• [DIRECTIONS]
Rewrite every line of the records below as a numbered list, skipping blank lines and omitting the pictures.

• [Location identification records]

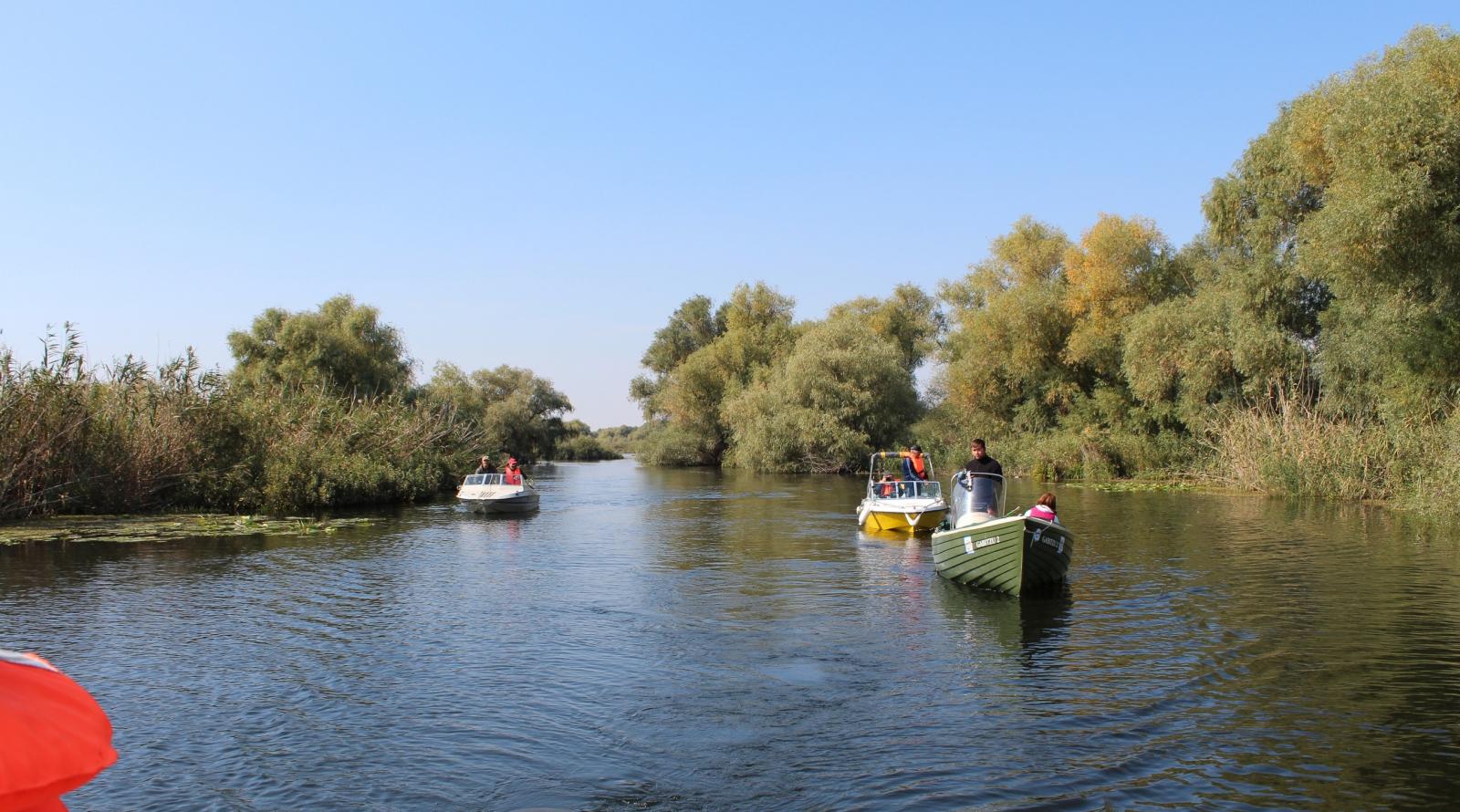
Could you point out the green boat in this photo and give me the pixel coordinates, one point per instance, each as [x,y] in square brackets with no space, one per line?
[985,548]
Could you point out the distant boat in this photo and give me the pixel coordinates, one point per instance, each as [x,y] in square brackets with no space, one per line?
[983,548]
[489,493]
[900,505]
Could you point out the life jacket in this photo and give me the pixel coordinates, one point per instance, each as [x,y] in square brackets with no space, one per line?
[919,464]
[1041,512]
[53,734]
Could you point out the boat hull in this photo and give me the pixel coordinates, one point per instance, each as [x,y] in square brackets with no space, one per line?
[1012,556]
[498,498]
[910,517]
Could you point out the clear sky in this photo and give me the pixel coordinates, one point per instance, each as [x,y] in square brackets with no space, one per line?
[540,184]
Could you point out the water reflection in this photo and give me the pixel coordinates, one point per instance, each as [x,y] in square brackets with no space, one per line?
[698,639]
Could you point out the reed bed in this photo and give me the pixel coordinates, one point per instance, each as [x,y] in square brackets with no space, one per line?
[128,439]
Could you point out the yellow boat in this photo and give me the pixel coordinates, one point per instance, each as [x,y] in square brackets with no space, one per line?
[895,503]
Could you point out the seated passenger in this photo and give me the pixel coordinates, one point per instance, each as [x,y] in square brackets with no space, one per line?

• [WORKED SOLUTION]
1. Could you point out the green boat in this photo and give me the pixel coordinates, one point per instance, each as [x,y] in square brackets with no space, one per line?
2. [985,548]
3. Could you point out the distant boat in this photo and give me the pixel coordinates, one point per instance, each as [x,y] in square brackets with no space, one per line?
4. [983,548]
5. [489,493]
6. [900,505]
7. Could you point out the life jacket in this photo and give me the pixel coordinates, one point per instance, each as [x,y] in square brackets with no space, one per line?
8. [919,464]
9. [1041,512]
10. [53,734]
11. Could you point out the boat hull in this photo and give me the pixel coordinates, one point per instance, each as [x,y] in square brackets with no space, one per line?
12. [1012,556]
13. [498,498]
14. [910,517]
15. Could you point out the clear sky in this photo and give me the pixel coordinates, one point per instance, each as [x,y] in square brackets with no space, one per line?
16. [540,184]
17. Could you point out the water reflection in this photo and give me the pixel coordinates, one point per instance, each as [x,y] in square brackets with no space, one per line?
18. [698,639]
19. Could you point out the reed bed in this photo and give me the pixel coordinates, one point per instance, each as [x,y] in square brackets with no space, one per line?
20. [128,439]
21. Could you point out the yellow boat in this photo and give me the pixel coordinates, one point per instance, each as [x,y] in square brackets with no space, one per line?
22. [895,503]
23. Could you point out the seated passenger in this photo and give me the pixel coordinates, one point per instance, each as [x,y] in square brackets with no space, one per line?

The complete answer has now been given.